At the back of the hill

Warning: May contain traces of soy, wheat, lecithin and tree nuts. That you are here
strongly suggests that you are either omnivorous, or a glutton.
And that you might like cheese-doodles.
Please form a caseophilic line to the right. Thank you.

Thursday, August 09, 2018


Wisely and kindly she decided not to tell me all the details. Still, what she was watching was sufficiently interesting to her that the frequent eruptions from the other side of her computer told me a story.
"Yeah, you have to get out the entire sack."
"Man, those things are gross."
"Way cool!"

She's gone from watching zit extraction videos to boils and cysts.

Which is what I came home to this evening.

Scientific curiosity.

Never stop learning. An inquisitive mind is a wonderful thing to have.
I applaud the eternal search for intellectual stimulation, as well as the acquisition of new knowledge. Yes indeed.

Realistically, though, I'm okay not knowing all the details.

"You know, it's kind of interesting when someone has an extremely large head and very tiny ears; like the head is the size of a basketball and the ears resemble dried apricots."

Sometimes I'm also fine not knowing what goes in her head.

◆ Dataset entries:
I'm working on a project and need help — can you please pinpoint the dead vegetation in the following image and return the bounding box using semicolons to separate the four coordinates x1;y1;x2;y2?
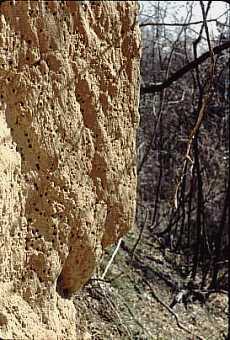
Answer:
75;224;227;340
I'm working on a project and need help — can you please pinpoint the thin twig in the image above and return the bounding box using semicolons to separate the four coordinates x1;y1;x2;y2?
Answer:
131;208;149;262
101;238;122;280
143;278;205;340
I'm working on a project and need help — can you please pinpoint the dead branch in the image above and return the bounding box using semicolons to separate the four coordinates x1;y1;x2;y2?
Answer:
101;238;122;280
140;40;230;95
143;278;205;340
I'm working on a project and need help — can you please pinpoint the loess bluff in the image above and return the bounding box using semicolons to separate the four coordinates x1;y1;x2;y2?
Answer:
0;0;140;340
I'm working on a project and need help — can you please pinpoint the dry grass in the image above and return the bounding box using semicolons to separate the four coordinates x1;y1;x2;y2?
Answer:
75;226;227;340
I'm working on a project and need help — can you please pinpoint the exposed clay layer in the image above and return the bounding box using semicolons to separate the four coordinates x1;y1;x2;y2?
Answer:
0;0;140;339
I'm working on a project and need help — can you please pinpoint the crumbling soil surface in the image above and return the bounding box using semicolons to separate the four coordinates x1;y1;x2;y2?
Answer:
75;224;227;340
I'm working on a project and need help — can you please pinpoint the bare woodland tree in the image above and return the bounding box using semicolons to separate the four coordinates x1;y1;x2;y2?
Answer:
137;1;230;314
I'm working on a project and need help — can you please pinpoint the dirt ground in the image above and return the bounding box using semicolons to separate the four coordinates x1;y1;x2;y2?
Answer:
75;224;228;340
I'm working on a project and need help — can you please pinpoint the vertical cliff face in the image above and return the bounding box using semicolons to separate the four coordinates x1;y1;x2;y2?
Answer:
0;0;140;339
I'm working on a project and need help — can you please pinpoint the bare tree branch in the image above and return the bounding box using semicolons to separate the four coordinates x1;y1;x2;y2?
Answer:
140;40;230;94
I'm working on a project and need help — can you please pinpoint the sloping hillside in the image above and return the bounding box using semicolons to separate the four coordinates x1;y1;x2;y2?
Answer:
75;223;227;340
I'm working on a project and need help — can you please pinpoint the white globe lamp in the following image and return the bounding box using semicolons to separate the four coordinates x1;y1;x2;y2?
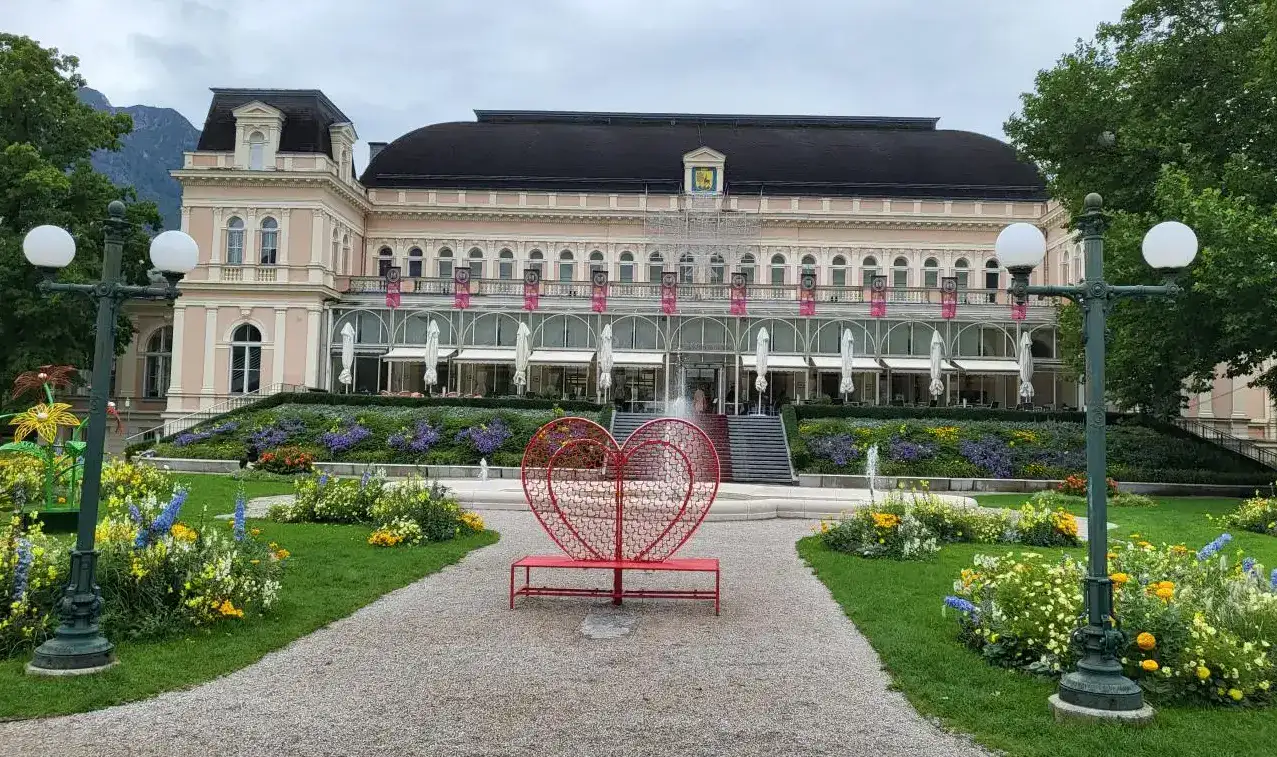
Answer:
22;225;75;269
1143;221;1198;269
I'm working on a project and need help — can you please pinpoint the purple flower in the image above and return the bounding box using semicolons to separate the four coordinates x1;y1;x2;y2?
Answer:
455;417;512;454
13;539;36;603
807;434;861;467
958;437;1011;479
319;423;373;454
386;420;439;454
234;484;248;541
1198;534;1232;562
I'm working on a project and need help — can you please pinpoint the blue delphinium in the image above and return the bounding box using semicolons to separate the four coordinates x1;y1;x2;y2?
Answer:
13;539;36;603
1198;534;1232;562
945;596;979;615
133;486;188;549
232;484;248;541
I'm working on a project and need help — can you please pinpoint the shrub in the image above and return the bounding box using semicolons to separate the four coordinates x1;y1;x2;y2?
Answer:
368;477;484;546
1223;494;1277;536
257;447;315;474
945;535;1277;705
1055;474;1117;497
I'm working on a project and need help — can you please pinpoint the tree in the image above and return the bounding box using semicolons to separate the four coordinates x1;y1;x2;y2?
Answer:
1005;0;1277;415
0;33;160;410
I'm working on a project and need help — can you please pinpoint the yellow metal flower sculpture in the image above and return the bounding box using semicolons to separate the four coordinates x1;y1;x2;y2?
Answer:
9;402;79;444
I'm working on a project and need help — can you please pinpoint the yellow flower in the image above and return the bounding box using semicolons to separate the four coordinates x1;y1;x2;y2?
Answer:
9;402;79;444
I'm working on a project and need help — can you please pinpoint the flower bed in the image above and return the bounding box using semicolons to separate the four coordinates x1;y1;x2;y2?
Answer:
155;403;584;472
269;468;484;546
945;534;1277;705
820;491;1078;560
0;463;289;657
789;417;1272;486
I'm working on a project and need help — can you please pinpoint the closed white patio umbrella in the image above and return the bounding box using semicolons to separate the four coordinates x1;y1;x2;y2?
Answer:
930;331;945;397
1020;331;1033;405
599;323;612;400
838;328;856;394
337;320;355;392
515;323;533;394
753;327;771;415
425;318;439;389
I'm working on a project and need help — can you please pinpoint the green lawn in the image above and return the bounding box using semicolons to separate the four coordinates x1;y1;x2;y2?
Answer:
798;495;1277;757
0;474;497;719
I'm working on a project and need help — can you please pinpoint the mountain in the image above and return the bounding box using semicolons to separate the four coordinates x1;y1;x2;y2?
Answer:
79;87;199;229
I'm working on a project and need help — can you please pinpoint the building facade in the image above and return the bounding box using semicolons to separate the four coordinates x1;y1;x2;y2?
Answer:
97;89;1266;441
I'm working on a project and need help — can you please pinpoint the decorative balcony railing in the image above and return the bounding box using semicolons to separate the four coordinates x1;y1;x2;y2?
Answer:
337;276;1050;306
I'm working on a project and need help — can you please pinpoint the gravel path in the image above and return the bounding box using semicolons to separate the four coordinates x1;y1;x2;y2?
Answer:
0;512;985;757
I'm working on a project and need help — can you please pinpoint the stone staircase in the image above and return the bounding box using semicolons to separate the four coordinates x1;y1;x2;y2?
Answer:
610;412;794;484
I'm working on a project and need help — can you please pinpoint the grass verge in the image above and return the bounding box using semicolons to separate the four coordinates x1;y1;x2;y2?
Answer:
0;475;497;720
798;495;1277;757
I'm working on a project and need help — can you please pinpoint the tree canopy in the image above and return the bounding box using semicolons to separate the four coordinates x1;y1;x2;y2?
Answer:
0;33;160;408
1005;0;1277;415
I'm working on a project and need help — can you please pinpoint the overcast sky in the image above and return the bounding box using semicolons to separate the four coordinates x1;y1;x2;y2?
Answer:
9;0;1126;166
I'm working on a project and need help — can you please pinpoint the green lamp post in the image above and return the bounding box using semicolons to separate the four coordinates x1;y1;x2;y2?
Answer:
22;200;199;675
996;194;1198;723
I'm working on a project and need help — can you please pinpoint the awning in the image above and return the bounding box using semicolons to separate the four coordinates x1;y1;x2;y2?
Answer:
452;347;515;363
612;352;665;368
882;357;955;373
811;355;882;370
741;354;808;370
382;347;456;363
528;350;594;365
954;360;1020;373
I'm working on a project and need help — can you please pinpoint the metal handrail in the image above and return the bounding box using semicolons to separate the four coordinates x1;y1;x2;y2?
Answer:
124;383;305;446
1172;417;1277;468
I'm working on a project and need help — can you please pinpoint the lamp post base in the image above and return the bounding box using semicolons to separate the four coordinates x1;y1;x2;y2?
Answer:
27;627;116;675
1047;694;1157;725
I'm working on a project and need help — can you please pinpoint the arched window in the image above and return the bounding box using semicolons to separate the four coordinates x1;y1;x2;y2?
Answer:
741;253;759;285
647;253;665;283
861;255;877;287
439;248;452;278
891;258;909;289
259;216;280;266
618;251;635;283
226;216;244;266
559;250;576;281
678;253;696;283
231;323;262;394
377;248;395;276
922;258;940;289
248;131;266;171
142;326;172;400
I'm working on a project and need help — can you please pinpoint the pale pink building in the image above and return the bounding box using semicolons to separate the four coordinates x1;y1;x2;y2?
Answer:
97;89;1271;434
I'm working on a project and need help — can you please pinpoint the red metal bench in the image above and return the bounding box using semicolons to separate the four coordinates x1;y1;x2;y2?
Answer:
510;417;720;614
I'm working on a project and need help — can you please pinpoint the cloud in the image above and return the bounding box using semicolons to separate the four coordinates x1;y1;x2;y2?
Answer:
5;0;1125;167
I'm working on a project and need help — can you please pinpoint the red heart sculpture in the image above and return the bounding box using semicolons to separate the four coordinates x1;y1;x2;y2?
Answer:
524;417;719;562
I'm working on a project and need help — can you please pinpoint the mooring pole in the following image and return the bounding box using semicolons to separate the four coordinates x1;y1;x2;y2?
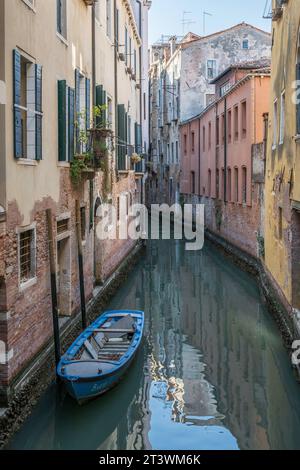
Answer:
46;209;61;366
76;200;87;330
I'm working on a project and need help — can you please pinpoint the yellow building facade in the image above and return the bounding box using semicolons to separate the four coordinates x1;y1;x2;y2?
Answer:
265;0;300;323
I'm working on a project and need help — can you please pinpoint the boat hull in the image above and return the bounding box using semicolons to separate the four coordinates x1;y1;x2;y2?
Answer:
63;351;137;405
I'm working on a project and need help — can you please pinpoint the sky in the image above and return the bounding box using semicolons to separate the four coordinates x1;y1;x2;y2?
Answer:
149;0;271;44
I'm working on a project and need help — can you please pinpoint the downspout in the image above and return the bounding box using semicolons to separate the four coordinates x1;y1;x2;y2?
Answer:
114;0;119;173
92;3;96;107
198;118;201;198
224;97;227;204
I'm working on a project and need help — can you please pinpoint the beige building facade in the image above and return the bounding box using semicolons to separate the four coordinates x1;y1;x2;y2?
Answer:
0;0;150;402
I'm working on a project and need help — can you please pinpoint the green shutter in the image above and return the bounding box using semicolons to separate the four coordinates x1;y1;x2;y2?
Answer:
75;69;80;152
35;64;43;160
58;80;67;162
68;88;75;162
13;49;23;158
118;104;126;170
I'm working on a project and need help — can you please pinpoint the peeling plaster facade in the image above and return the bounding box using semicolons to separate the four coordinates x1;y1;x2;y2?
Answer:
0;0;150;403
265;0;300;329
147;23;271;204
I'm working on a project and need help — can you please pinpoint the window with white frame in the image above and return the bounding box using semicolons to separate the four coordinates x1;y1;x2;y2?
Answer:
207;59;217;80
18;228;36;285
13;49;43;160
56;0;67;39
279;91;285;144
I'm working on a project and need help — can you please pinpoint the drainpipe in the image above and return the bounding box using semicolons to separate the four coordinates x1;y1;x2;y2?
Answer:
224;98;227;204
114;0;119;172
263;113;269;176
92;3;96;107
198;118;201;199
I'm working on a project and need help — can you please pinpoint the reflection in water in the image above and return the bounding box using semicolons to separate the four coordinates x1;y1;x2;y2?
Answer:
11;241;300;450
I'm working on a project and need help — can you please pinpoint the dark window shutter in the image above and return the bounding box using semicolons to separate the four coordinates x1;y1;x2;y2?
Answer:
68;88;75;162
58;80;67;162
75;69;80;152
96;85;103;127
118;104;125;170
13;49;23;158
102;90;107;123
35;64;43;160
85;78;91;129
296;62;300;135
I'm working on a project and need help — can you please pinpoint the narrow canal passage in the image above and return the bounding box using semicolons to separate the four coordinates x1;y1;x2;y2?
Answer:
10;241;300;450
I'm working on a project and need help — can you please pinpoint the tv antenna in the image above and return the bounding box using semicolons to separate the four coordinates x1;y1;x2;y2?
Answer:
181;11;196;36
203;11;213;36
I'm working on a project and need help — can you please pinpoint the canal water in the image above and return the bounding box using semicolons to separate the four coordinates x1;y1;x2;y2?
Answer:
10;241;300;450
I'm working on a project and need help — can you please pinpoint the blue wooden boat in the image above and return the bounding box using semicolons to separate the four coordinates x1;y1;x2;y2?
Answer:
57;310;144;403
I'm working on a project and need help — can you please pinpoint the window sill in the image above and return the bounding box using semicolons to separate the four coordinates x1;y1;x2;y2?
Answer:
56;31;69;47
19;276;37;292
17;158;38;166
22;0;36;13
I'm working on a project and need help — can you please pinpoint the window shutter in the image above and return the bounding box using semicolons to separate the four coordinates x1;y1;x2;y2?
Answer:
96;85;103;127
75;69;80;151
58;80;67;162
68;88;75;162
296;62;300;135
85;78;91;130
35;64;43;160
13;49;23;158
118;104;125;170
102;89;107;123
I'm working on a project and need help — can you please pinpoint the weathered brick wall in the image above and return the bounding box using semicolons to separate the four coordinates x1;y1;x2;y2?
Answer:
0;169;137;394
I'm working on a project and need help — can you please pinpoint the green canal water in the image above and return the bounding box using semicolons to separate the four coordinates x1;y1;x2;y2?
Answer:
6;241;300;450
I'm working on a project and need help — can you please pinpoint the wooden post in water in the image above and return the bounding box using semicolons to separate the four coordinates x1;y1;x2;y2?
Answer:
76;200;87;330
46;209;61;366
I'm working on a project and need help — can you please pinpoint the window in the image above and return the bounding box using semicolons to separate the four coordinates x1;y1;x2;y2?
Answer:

◆ Your goal: How might the blog post about coming home to boil and cyst videos go on? Continue it from its last line.

◆ Response to the exercise:
She informs me that when you get into the philtrum area it hurts like hell. She wonders why that is. I do not wonder about these things, because my intellectual curiosity has limits.

With great interest she observes what shows up on her screen. A normal woman would be grossed out, but I could not live with a normal woman.
I rather like that my apartment mate has a hardened stomach, and a hard-headed approach to life, piping & electricity, and disgusting medical sh*t. For one thing it means that her conversation is regularly more interesting, and seldom if ever a dreary monologue about handbags or mascara.

For another thing, if I ever need an operation, I'll have an avid and wide-awake audience of one. Who will tell me all about it afterwards.
I suppose that's a good thing.
A fair witness.

I'm not planning on needing an operation, in case you wondered.

If I ever start dating again, the test will be how "girlfriend" and "apartment mate" get along. If they actually like each other that would be a good sign. Bright, curious, outside the box, and no girlie sh*t.


Her vocalizations got worse. "Damn." "Damn!" "DAAAAMN!" "Mothersnot!" "Just heat it a bit, palpitate .... whoah!" "Damn!" "Just a little TLC." "Daaamn!"